**AIM OF THE TASK**
Return the lines below in which the string "Coordinates" occurs.

**MATERIAL PROVIDED**
────────────────────────────────────────

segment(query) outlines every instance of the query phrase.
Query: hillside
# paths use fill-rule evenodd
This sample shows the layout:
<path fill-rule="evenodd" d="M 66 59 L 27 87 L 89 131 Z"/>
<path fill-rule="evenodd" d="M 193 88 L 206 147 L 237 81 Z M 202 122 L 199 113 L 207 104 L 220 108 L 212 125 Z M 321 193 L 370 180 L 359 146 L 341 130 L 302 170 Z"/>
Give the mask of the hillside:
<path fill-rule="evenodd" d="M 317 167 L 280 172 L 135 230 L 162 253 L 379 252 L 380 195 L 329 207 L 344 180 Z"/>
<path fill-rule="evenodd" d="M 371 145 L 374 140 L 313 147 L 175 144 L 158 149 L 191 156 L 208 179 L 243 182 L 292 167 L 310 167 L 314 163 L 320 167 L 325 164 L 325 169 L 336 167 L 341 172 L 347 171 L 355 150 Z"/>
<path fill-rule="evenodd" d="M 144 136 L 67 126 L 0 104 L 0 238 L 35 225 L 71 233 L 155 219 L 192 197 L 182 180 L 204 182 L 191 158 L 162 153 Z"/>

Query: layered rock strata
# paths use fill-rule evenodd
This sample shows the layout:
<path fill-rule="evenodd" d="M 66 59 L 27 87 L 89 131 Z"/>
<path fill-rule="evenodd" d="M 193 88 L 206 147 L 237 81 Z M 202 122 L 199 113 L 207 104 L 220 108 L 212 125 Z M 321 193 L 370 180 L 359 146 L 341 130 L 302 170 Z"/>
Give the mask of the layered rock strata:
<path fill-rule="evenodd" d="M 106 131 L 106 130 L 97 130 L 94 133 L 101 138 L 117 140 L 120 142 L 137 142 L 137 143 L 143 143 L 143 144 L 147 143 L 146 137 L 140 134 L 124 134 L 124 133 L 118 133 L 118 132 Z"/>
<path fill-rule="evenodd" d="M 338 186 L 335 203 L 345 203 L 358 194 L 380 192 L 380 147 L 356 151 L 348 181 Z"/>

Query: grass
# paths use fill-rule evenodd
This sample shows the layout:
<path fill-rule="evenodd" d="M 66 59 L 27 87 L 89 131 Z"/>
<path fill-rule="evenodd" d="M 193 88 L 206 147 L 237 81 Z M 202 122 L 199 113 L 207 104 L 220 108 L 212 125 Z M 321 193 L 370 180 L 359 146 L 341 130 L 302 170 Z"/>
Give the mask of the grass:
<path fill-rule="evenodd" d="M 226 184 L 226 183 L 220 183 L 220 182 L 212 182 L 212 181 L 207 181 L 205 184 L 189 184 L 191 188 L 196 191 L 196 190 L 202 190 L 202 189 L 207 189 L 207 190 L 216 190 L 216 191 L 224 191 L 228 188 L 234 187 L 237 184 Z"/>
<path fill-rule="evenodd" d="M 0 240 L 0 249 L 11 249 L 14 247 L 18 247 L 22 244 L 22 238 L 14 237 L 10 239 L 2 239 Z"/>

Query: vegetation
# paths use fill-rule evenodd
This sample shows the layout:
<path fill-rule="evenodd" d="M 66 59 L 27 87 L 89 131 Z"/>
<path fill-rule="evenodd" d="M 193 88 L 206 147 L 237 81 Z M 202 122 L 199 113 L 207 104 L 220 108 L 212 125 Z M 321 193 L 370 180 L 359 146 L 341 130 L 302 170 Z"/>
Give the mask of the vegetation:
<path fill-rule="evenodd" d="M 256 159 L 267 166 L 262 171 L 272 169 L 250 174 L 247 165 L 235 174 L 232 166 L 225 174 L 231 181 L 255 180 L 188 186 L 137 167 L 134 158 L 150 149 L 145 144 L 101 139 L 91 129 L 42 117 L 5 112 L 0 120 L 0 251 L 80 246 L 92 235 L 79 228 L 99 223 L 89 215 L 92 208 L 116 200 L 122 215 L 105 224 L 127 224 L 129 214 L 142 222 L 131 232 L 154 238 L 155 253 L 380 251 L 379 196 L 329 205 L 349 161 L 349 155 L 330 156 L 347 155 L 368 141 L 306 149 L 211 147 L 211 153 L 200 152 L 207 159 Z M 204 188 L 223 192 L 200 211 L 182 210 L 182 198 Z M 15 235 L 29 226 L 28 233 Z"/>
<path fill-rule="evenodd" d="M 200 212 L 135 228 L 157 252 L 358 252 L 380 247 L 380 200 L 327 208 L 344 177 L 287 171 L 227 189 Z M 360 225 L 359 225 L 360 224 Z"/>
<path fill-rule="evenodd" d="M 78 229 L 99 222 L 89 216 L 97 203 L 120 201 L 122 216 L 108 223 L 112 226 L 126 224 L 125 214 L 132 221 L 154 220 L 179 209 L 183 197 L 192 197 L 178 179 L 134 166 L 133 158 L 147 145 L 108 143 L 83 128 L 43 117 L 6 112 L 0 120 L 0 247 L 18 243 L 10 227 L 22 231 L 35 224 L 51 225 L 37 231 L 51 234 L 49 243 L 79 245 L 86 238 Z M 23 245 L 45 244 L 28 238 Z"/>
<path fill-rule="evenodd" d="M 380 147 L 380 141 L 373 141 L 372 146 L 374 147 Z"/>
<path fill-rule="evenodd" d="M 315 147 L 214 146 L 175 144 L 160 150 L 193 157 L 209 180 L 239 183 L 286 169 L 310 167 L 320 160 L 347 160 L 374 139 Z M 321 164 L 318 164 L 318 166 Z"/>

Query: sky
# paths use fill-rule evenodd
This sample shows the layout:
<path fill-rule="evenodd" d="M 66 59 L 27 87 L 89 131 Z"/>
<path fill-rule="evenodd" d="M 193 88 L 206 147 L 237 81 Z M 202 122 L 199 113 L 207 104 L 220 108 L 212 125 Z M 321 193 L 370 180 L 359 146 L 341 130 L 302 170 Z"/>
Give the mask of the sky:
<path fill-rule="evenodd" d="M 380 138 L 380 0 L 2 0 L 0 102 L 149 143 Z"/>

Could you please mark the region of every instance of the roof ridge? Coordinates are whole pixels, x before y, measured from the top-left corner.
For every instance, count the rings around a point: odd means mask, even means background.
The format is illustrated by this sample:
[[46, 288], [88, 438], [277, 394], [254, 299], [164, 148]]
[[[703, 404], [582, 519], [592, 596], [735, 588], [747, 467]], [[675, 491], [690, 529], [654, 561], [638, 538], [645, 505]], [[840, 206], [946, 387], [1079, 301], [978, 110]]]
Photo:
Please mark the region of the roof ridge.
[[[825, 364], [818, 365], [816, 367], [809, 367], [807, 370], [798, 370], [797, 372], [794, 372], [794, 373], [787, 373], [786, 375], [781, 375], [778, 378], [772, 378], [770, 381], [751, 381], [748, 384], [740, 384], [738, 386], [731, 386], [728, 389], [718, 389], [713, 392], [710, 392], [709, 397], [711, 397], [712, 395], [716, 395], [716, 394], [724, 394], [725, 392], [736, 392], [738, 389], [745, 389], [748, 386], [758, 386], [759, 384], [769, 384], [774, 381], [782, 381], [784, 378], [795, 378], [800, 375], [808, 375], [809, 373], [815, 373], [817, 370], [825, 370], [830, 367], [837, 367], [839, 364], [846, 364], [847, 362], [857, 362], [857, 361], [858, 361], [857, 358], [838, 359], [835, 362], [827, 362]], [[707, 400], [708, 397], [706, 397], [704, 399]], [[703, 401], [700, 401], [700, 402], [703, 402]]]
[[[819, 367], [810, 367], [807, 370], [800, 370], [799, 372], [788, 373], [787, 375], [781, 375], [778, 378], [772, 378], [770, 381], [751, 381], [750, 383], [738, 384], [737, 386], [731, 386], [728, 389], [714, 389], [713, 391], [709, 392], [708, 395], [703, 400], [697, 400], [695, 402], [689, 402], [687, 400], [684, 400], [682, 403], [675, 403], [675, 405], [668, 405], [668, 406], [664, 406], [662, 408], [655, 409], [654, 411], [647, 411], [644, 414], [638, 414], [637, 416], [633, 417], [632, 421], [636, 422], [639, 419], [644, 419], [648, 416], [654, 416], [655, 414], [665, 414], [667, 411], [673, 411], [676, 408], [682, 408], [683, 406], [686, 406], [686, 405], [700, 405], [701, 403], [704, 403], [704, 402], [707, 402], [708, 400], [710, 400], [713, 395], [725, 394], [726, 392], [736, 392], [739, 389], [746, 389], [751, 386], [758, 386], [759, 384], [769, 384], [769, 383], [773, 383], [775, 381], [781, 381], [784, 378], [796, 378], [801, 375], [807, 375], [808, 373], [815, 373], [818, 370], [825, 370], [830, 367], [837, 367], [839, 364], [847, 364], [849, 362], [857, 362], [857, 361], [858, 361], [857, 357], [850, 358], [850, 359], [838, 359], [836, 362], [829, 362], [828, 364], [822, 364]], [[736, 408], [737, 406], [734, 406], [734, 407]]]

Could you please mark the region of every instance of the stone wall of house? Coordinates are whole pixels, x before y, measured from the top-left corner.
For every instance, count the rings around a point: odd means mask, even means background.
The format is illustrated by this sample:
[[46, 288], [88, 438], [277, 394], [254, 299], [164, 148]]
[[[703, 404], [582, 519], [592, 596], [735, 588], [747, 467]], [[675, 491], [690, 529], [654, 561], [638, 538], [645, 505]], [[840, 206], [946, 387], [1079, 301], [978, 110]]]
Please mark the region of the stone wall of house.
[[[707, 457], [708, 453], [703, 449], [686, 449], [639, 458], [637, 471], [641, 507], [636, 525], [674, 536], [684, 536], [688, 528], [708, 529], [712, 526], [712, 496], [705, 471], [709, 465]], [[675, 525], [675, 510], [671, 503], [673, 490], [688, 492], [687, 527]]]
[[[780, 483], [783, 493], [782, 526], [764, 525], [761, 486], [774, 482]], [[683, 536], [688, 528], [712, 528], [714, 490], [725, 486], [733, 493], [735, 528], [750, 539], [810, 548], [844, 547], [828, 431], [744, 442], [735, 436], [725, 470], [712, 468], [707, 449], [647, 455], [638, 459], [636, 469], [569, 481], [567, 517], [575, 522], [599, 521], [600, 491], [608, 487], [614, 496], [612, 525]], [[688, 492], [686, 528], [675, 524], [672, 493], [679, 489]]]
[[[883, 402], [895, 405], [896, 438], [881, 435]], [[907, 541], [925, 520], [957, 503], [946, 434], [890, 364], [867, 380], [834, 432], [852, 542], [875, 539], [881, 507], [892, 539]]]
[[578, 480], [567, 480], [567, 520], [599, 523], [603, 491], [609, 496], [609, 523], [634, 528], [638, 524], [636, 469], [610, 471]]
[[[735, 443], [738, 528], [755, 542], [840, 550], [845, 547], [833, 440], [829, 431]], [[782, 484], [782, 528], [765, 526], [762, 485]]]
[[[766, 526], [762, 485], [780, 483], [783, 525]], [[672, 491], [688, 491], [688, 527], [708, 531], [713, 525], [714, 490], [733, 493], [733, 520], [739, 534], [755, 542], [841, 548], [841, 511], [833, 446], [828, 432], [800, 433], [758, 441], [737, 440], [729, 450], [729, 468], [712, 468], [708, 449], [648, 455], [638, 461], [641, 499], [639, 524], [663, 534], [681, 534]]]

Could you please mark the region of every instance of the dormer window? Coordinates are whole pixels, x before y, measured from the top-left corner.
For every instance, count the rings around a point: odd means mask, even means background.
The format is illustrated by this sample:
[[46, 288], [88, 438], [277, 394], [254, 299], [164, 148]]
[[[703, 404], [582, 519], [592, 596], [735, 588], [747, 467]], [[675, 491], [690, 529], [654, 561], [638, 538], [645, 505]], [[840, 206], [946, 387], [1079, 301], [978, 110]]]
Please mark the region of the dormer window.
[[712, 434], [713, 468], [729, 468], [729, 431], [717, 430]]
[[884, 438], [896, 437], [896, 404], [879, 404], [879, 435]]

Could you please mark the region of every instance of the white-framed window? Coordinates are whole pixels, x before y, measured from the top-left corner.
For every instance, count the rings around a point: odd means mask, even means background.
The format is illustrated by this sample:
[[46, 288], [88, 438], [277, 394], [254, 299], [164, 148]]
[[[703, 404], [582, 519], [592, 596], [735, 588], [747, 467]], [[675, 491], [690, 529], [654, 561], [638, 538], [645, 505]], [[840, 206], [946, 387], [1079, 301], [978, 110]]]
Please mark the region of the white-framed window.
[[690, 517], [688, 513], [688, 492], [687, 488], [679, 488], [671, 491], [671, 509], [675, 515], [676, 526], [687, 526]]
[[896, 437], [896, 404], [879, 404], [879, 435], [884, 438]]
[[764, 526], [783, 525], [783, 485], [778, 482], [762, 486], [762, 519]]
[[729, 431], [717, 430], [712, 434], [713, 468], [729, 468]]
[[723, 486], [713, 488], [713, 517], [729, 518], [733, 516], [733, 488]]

────────────────────────────────────────

**WRITTEN RESPONSE**
Could you please mark the region of every instance of the roof ridge? Coordinates are whole pixels, x before y, measured from the top-left corner.
Could you please mark the region of every instance of the stone wall of house? Coordinates are whole pixels, x before y, measured from the top-left corner.
Could you please mark the region of every instance of the dormer window? Coordinates are whole pixels, x before y, measured from the top-left corner.
Could you please mark the region of every instance of the white-framed window? Coordinates are whole pixels, x before y, measured from the top-left corner.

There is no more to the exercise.